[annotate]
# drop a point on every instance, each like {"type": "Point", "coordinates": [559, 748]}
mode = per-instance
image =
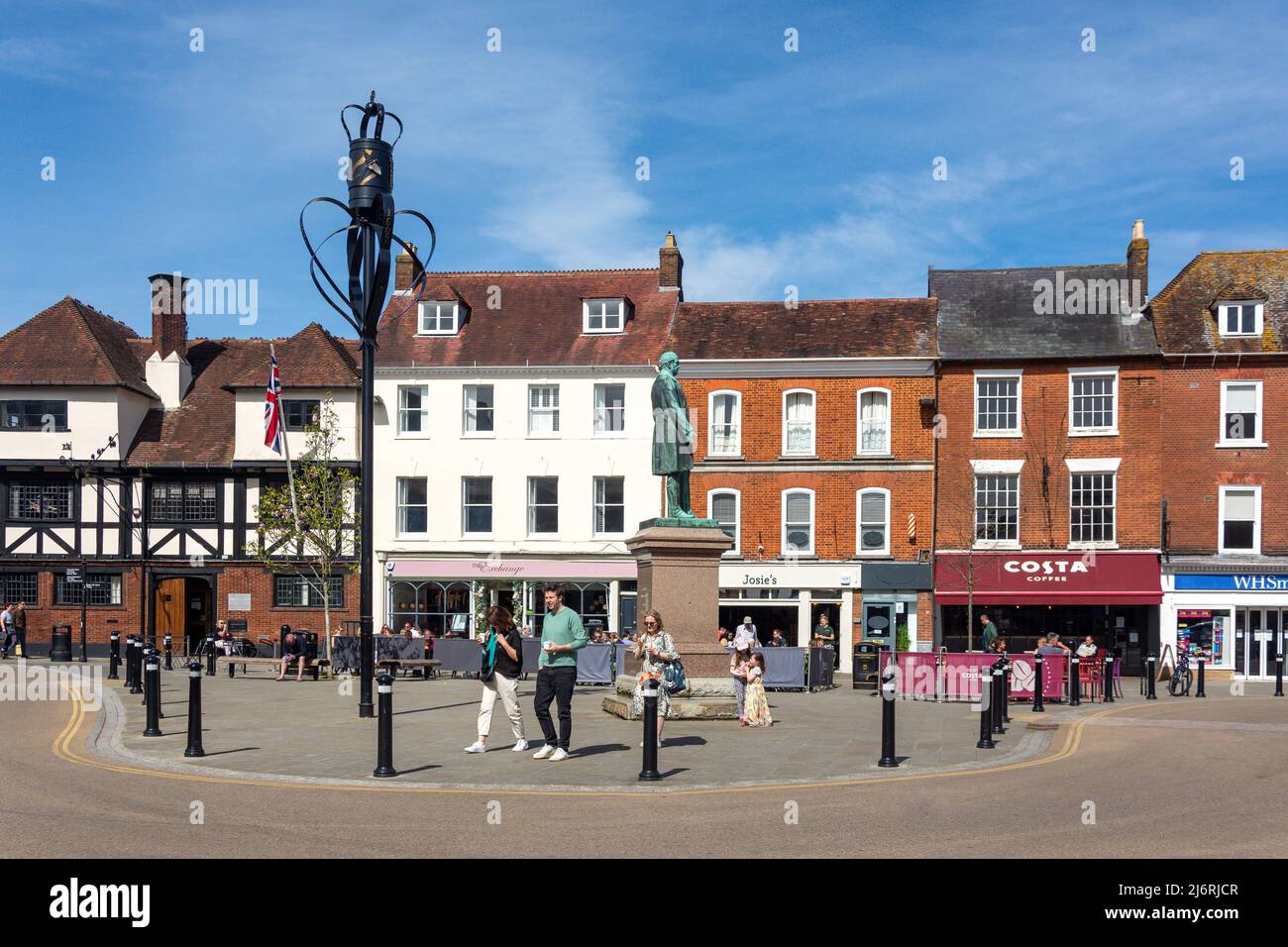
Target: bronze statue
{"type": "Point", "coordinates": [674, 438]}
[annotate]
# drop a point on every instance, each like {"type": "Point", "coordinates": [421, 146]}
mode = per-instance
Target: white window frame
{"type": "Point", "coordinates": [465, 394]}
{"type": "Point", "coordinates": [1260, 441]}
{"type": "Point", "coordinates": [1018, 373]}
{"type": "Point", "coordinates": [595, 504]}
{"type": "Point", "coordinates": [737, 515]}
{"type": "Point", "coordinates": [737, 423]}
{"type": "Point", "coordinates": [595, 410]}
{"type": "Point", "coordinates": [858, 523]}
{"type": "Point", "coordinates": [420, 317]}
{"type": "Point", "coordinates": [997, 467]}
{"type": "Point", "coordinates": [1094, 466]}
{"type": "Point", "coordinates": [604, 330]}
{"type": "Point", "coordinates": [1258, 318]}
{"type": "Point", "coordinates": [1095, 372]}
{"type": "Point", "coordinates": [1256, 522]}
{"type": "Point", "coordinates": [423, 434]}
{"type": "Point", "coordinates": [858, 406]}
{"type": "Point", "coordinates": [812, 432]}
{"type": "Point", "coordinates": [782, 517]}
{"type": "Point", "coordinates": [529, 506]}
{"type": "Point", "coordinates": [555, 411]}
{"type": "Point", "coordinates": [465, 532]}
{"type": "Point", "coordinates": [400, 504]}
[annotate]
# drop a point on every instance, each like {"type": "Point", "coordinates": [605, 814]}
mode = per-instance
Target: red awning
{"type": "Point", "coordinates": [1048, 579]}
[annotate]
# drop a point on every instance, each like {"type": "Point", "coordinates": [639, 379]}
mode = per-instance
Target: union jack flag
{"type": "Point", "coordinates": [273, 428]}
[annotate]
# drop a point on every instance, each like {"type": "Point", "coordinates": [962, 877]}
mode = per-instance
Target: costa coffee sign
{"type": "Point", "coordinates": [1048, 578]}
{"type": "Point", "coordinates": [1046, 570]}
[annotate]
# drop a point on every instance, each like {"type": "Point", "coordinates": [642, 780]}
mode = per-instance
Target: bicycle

────────────────────

*Exercise prompt*
In the records above, find the lines containing "each" and copy them.

*Task answer*
# drop a point on every instance, each like {"type": "Point", "coordinates": [559, 748]}
# drop a point on every instance, each like {"type": "Point", "coordinates": [421, 146]}
# drop a point on every instance, each like {"type": "Point", "coordinates": [605, 814]}
# drop a point on every instance, each like {"type": "Point", "coordinates": [639, 379]}
# drop a point on every instance, each like {"type": "Point", "coordinates": [962, 877]}
# drop a point on every instance, each like {"type": "Point", "coordinates": [642, 780]}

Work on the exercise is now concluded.